Since prior attempts at enhancing productivity in horizontal wellbores have not been entirely successful, the art is still in need of a system capable of reliably and substantially controlling, monitoring and enhancing production from unconsolidated horizontal wellbores.
The above-identified drawbacks of the prior art are overcome or alleviated by the unconsolidated horizontal zonal isolation and control system of the invention.
The invention teaches a zonally isolated horizontal unconsolidated wellbore where packers are not employed on the outside of the basepipe but a reliable zonal isolation is still created. Zones are created by interspersing blank basepipe with slotted or otherwise "holed" basepipe. The blank pipe is not completely blank but rather includes closeable ports therein at preselected intervals. Screens are employed over these ports and (as conventional) over the slotted basepipe. Upon gravel packing, a near 100% of pack is achieved over the blank pipe section because of the closeable ports. Only about 60% is achievable without the ports. With a full gravel pack of a preselected distance, i.e., the distance of the blank pipe, and the ports closed, isolation is assured with fluid produced for a bad zone being virtually completely prevented from migrating to the next zone. By shutting off production from the undesirable zone, then, through production string seals, only the desired fluid is produced.
FIG. 1 is a schematic cross section view of an unconsolidated zonal isolation and control system of the invention;
FIG. 1A is a schematic cross section as in FIG. 1, illustrating the washpipe;
FIG. 2 is a schematic cross section view of a horizontal gravel packed zonal isolation system with dehydration ports in a blank pipe section;
FIG. 3 is an enlarged schematic cross section view of a dehydration section from the invention of FIG. 2; and
FIG. 4 is a cross section view of FIG. 3 taken along section line 4--4.
In order to most effectively produce from a hydrocarbon reservoir where a horizontal wellbore in an unconsolidated formation is indicated, a gravel pack is ideally constructed. Moreover, the gravel packed area is most desirably zonally isolatable for reasons discussed above. Such zonal isolation preferably is effected by creating unfavorable flow conditions in the gravel pack at selected areas. To complete the system, a number of alternatives are possible: a production string including flow control devices may be run into the hole, each zone being isolated by a locator and a seal; production may commence directly from the base pipe and bridge plugs may be added later to seal certain offending zones; or a straddle packer which extends from blank pipe to blank pipe may be installed on an offending zone. The latter two alternatives are installed conventionally. The various components of the system are illustrated in FIGS. 1 and 1A wherein those of skill in the art will recognize a liner hanger or sand control packer 10 near heel 12 of horizontal wellbore 14. From liner hanger or packer 10 hangs a production string including flow control device 16 which may be hydraulic, mechanical, electrical, electromechanical, electromagnetic, etc. operated devices such as sliding sleeves and seal assemblies 18. Seal assembly 18 operates to create selectively controllable zones within the base pipe of a horizontal wellbore 14. Seal assemblies 18 (in most cases there will be more than one though only one is depicted in FIG. 1) preferably seal against a polished bore in the original gravel packing basepipe 22 which remains in the hole from the previous gravel packing operation. Although the seal assemblies on the inside of the basepipe are effective and controllable, the gravel pack is generally a source of leakage zone to zone as hereinbefore noted. Not visible in FIG. 1 but shown in FIG. 1A for clarity is washpipe 20 which is conventional and known to the art for many years. Additionally, a shifting profile 21 is illustrated in FIG. 1A depending from washpipe 20. The shifting profile may be of any conventional or unconventional type. Shifting profiles in general are known in the art. Still referring to FIGS. 1 and 1A, one of skill in the art will recognize conventional holes 23 in the base pipe and production string 25.
--
▶ **Job 1**
List every figure designation that the zonal isolation text describes.
The records have no connection to the zonal isolation text.

▶ **The data**
--
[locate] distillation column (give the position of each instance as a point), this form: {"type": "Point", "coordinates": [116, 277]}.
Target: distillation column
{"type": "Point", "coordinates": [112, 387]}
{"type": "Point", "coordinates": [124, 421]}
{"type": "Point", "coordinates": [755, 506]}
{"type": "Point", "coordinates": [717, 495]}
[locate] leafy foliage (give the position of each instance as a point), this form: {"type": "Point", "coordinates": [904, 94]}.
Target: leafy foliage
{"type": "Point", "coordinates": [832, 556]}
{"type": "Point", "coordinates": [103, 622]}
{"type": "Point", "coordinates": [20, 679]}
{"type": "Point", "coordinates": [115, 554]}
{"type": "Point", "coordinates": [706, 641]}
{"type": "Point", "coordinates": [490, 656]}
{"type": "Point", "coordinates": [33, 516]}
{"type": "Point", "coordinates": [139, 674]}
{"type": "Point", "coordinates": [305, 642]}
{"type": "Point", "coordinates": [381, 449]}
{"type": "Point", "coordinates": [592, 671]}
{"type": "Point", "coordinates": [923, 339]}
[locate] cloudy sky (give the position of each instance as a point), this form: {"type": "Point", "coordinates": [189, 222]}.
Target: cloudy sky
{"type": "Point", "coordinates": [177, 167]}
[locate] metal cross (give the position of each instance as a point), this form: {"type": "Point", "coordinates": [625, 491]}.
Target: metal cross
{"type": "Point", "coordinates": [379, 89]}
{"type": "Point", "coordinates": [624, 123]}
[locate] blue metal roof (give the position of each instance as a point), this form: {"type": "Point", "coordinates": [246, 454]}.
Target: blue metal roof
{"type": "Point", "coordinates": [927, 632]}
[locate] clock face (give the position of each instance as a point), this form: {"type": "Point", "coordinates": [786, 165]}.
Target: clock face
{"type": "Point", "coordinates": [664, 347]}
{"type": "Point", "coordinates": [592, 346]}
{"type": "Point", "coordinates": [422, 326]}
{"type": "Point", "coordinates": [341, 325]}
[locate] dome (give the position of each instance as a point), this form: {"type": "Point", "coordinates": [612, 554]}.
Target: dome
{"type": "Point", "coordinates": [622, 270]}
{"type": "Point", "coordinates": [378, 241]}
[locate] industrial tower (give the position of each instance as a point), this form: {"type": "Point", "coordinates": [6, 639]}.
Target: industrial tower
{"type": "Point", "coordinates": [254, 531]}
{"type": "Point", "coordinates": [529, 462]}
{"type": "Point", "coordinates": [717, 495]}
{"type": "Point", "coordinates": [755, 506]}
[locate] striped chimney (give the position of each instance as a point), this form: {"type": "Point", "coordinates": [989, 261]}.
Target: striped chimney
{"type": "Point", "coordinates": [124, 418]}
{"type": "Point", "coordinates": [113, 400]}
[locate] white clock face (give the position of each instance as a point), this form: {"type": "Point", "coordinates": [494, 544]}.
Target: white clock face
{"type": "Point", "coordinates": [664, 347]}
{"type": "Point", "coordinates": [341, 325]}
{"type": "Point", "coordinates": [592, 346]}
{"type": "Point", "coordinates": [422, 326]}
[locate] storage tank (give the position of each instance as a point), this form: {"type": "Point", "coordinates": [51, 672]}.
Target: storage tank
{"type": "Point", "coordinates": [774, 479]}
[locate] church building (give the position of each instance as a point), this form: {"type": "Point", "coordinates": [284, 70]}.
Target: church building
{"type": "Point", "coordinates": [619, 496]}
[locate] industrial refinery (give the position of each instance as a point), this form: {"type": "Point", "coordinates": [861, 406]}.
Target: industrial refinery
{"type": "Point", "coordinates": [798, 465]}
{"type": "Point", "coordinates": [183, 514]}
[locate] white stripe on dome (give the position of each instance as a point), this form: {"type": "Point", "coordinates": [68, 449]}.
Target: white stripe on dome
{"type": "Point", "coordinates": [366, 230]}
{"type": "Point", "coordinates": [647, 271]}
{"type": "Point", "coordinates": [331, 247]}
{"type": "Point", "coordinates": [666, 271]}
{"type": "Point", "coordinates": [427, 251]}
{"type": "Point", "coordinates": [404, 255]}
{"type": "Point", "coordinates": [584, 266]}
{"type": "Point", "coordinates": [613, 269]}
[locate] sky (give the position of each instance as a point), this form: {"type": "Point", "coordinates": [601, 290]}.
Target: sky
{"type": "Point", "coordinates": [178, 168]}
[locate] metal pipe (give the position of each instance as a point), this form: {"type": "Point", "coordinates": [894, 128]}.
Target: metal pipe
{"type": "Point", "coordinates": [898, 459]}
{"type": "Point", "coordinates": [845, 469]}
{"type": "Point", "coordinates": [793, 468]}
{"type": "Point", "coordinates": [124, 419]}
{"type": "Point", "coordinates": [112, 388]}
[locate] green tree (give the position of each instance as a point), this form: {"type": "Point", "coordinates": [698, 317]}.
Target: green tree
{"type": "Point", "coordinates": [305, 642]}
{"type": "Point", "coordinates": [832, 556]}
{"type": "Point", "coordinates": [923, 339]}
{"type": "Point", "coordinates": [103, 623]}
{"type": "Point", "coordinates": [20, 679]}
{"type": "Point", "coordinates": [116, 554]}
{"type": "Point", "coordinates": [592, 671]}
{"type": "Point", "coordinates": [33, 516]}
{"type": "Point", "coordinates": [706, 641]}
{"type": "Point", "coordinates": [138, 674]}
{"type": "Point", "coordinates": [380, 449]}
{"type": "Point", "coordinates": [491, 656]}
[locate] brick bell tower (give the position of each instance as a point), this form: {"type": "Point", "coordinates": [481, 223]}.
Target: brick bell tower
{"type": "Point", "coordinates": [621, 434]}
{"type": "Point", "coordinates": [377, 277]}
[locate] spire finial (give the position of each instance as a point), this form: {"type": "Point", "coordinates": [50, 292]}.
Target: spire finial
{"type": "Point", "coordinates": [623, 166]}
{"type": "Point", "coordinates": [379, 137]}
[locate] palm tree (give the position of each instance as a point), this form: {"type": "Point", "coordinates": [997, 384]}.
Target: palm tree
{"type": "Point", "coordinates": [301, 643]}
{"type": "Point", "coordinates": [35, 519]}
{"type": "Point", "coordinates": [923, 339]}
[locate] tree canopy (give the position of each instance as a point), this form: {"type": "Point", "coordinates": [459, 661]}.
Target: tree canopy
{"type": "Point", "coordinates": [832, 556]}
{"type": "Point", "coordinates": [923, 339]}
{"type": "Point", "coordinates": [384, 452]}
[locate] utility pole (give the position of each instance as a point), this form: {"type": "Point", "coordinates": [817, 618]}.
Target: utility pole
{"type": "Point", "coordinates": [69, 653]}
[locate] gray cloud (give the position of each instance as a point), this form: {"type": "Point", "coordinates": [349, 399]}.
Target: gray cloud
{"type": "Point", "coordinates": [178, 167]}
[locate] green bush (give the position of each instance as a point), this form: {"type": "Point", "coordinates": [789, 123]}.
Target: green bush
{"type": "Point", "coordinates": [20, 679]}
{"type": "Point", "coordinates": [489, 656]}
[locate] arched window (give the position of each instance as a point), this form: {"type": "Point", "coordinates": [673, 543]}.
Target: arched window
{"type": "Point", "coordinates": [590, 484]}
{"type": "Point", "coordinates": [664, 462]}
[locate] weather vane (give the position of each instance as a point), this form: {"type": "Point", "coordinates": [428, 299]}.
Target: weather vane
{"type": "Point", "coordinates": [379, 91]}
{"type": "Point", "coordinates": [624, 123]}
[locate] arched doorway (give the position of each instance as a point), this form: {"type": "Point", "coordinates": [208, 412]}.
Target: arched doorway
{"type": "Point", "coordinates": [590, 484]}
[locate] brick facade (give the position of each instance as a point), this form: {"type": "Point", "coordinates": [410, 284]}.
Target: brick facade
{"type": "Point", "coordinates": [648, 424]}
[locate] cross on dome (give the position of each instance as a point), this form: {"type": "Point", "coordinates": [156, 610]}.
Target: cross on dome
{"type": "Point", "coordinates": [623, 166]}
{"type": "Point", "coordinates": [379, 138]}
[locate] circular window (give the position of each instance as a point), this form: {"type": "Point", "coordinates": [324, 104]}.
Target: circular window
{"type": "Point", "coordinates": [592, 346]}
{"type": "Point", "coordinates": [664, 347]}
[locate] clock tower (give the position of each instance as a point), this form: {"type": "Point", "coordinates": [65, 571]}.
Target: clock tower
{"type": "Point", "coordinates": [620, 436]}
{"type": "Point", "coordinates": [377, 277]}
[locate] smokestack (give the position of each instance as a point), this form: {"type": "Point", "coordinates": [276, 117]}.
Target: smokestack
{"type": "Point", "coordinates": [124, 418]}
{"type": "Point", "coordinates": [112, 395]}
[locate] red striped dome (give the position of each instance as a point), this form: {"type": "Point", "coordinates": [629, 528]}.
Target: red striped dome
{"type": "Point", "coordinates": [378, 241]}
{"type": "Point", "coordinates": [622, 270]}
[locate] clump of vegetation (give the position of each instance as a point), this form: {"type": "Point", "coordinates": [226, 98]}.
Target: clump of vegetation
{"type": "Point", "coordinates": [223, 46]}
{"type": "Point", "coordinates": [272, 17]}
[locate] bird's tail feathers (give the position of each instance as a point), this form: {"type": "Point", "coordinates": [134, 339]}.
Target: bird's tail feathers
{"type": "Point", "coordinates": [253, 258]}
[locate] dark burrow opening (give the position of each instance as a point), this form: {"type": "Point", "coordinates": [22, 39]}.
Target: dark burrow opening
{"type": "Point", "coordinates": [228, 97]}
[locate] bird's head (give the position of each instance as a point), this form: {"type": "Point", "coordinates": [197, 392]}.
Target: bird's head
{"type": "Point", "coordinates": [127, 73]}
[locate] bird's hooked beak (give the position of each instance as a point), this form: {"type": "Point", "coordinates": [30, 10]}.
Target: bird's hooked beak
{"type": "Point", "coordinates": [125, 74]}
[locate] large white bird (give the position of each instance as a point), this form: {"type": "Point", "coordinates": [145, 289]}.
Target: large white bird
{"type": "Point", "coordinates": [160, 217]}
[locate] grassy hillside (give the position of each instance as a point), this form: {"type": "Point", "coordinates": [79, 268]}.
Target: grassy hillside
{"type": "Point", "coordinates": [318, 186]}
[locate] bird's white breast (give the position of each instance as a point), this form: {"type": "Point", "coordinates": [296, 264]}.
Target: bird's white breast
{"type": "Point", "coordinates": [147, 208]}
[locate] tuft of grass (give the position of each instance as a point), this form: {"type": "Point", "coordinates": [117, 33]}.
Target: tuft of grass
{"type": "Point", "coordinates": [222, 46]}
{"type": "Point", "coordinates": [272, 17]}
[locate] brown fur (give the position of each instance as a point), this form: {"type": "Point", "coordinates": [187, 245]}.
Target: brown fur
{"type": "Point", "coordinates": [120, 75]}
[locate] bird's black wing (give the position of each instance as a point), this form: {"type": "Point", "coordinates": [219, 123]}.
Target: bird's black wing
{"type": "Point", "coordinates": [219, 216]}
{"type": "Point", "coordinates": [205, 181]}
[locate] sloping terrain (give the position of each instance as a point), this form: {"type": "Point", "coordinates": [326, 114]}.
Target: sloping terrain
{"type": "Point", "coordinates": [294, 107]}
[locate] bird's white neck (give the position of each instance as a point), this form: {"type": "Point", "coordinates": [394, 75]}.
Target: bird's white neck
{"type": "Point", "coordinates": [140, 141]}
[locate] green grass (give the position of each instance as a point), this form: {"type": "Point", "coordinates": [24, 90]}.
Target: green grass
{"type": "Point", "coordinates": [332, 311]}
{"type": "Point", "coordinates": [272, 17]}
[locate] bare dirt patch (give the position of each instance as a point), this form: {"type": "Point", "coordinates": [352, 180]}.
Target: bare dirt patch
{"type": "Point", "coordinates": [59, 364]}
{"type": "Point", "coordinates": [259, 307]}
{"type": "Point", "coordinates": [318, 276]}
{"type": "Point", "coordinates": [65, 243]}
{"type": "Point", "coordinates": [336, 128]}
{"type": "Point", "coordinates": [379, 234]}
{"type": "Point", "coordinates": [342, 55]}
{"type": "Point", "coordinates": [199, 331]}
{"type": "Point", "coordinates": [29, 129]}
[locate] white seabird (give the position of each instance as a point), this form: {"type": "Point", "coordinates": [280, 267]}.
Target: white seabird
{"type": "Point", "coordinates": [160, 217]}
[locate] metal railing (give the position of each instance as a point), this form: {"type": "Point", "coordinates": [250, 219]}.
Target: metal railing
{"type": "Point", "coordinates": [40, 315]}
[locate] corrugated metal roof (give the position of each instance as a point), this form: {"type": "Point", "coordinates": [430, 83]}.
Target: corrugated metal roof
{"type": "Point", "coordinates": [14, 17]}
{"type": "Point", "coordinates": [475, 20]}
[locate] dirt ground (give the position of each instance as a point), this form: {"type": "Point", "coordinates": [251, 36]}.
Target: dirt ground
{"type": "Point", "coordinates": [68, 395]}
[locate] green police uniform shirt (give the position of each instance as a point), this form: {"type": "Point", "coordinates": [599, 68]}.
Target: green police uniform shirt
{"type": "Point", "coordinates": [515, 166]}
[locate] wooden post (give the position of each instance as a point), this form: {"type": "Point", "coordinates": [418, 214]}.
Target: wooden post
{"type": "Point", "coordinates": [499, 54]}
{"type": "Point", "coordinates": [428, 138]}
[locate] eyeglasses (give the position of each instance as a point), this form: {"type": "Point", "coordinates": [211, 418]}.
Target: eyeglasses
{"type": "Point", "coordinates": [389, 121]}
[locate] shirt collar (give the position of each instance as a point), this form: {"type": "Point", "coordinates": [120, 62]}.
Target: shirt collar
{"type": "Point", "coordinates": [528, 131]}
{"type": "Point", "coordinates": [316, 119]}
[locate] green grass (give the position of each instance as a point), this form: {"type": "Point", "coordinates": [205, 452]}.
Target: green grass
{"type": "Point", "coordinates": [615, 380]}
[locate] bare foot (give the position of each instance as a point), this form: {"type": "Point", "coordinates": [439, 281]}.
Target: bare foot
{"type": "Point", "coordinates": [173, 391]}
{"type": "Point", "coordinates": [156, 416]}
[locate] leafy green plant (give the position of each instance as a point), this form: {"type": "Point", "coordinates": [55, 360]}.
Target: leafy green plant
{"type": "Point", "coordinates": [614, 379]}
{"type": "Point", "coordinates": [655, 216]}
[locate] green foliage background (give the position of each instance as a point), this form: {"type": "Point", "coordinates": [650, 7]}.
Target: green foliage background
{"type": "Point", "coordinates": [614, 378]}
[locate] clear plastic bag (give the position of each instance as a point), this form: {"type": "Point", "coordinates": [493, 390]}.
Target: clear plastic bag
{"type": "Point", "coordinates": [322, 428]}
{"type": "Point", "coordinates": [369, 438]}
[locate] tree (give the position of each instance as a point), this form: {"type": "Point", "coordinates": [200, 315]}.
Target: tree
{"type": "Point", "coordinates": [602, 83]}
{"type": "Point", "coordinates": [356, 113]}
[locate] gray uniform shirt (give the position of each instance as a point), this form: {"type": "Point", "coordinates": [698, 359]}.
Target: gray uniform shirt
--
▶ **Job 2**
Count the lines of the records that contain the string "leafy", treating uppercase and lowercase as different, and give only the number.

▶ **Task response 1**
FIG. 1, FIG. 1A, FIG. 2, FIG. 3, FIG. 4

▶ **Task response 2**
4